__Your task__. Repeat the records exactly. Every line must match.
Entries supplied Block Start
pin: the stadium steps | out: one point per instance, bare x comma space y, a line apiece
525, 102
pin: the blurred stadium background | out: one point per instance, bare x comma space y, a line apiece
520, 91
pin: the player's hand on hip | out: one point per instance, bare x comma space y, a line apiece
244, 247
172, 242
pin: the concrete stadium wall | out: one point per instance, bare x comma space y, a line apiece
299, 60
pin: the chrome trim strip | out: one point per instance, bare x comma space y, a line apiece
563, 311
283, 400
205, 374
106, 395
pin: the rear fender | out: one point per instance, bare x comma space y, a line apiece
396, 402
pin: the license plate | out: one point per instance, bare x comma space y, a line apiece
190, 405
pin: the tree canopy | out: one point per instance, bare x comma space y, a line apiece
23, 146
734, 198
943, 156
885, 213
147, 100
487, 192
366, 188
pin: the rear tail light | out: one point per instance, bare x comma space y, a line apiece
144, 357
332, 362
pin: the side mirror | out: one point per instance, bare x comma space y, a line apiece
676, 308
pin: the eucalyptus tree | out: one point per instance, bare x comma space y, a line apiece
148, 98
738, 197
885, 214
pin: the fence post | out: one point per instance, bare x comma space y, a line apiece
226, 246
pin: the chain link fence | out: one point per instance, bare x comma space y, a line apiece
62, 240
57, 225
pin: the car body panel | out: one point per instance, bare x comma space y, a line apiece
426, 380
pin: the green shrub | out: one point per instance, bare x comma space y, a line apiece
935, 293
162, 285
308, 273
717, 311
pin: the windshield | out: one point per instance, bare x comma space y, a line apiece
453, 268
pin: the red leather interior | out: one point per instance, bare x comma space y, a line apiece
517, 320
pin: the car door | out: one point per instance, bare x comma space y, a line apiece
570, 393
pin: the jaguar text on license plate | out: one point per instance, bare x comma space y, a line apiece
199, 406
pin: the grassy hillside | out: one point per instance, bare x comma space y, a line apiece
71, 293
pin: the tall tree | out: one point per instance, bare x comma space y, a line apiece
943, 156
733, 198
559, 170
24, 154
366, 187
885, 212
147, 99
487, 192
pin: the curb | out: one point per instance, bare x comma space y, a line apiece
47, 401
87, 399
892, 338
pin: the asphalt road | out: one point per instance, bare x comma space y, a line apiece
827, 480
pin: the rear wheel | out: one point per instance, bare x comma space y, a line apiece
Entries supplied Block End
__Written answer__.
pin: the stadium steps | out: one point per instance, bare x comma space y, a line apiece
525, 102
pin: the blurred stadium background | out: one point per instance, bare x comma space y, a line apiece
520, 91
pin: the player's hand on hip | out: one point per instance, bare x comma space y, a line apiece
244, 247
172, 242
pin: the concrete stadium wall | out: one point per instance, bare x comma space y, a line apiece
299, 60
pin: the chrome trim strip | out: one point per instance, bare x comma space y, a line apiece
563, 311
283, 400
205, 374
106, 395
pin: the rear fender | out: one point per instance, bare x comma space y, a line apiece
396, 402
pin: the license plate | out: one point per instance, bare x comma space y, a line apiece
190, 405
pin: the tree canopy | out: one point per instance, bare x comma space y, a line apiece
23, 146
734, 198
943, 156
885, 213
147, 100
487, 192
366, 188
pin: the rear tail light | out: one point per instance, bare x comma space y, a line apiece
144, 357
332, 362
pin: the side mirror | out: one point per instance, bare x comma space y, a line apiece
676, 308
pin: the eucalyptus tree | out: one point per instance, bare x comma space y, a line apiece
148, 98
738, 197
885, 214
pin: the fence post | out: one point per instance, bare x comma space y, a line apiece
226, 246
pin: the chain link fence | out: one point per instance, bare x comma space y, a line apiece
62, 240
57, 225
pin: the car body panel | out: one point per instance, bare x comma space y, a line apiece
426, 380
pin: the green shrub | out: one point per instance, bare x comma space y, a line apiece
935, 293
162, 285
308, 273
717, 311
pin: the windshield | out: one point per instance, bare x comma space y, a line apiece
453, 268
pin: the red leather interior | out: one point per instance, bare x comma space y, a line apiece
517, 320
pin: the car door | out: one point per instance, bare x comma space y, a line apiece
570, 393
pin: the jaguar text on license plate | out: one point per instance, bare x comma space y, a line apiece
199, 406
pin: the grassy hillside | out: one point per instance, bare x comma space y, a line apiece
71, 293
pin: the tall tree | out: one point per instance, bare x comma space y, a line apiece
943, 156
733, 198
559, 170
24, 154
366, 187
885, 212
147, 99
487, 192
pin: the curb | out: one point per instance, bare x comma space y, a line apiece
47, 401
87, 399
892, 338
pin: the asphalt road | out: one point per instance, bare x comma space y, a line apiece
827, 480
pin: the rear wheel | out: one point per instance, bare x comma space y, a line apiece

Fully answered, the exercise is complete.